● **Records provided**
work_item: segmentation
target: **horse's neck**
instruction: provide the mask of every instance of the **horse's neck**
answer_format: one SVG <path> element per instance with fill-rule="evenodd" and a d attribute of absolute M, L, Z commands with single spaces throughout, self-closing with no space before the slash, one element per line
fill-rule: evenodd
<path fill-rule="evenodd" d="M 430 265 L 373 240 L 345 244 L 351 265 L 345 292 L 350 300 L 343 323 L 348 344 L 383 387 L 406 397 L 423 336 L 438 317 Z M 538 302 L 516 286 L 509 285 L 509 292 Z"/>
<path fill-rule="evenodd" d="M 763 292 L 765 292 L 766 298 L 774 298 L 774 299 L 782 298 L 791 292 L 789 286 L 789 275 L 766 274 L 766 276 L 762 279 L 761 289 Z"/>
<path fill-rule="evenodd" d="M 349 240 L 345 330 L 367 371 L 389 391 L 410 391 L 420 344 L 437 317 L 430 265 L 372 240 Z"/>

...

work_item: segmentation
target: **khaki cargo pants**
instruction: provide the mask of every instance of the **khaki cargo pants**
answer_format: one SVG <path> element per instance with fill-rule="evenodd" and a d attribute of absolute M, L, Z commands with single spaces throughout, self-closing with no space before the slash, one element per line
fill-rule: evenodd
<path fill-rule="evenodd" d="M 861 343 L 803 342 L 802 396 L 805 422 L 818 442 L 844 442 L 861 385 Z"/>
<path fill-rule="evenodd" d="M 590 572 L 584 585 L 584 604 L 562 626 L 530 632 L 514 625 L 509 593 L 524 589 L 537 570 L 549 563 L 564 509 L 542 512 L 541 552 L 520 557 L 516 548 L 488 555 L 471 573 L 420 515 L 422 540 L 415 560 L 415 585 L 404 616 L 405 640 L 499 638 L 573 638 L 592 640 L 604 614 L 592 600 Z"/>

--

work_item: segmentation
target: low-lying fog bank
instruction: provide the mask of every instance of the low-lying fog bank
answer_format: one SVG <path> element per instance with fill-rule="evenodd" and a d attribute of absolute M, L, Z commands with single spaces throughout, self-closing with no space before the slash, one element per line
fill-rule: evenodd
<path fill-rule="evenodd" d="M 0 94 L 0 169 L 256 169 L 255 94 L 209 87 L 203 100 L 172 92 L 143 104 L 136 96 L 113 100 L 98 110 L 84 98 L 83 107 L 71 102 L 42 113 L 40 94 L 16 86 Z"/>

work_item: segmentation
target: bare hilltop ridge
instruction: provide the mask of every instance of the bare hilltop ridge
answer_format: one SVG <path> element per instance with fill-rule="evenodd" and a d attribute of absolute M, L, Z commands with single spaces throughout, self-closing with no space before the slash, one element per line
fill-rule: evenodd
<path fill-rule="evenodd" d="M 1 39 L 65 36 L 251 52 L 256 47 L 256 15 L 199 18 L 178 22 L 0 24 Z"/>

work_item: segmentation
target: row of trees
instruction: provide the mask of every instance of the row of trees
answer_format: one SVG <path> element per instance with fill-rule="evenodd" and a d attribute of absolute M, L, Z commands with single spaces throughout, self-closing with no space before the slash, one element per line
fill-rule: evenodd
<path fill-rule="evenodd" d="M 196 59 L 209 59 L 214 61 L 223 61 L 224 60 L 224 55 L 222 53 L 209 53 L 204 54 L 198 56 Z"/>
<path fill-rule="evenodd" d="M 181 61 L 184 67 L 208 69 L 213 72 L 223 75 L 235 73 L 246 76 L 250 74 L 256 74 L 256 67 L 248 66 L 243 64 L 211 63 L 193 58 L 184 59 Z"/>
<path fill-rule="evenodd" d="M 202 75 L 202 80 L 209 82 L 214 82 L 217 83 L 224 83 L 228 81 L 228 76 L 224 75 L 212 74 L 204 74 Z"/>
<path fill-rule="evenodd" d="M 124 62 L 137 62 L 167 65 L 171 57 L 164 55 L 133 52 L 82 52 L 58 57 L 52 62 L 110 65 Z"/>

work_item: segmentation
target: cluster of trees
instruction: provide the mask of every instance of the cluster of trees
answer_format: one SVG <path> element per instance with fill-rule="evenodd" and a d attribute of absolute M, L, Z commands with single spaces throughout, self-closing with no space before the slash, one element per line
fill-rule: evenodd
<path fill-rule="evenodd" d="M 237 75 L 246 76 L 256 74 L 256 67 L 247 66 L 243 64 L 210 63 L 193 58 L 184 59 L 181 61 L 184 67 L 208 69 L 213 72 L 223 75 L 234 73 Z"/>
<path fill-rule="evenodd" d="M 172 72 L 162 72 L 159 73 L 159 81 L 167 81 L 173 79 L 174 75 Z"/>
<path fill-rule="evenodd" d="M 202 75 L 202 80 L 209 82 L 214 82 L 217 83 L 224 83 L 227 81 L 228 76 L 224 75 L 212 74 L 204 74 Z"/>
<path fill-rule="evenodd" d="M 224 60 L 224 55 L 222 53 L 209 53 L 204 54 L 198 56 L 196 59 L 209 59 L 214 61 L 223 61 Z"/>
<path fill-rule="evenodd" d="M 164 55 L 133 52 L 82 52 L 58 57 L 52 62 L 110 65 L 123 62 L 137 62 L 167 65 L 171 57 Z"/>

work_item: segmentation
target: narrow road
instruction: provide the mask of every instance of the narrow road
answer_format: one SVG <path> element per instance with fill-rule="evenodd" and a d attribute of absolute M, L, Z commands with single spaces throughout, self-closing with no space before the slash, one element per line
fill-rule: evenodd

● **What is expected**
Report every line of the records above that contains the word "cluster".

● **Answer for this exercise**
target: cluster of trees
instruction: provide the mask of every instance of the cluster of trees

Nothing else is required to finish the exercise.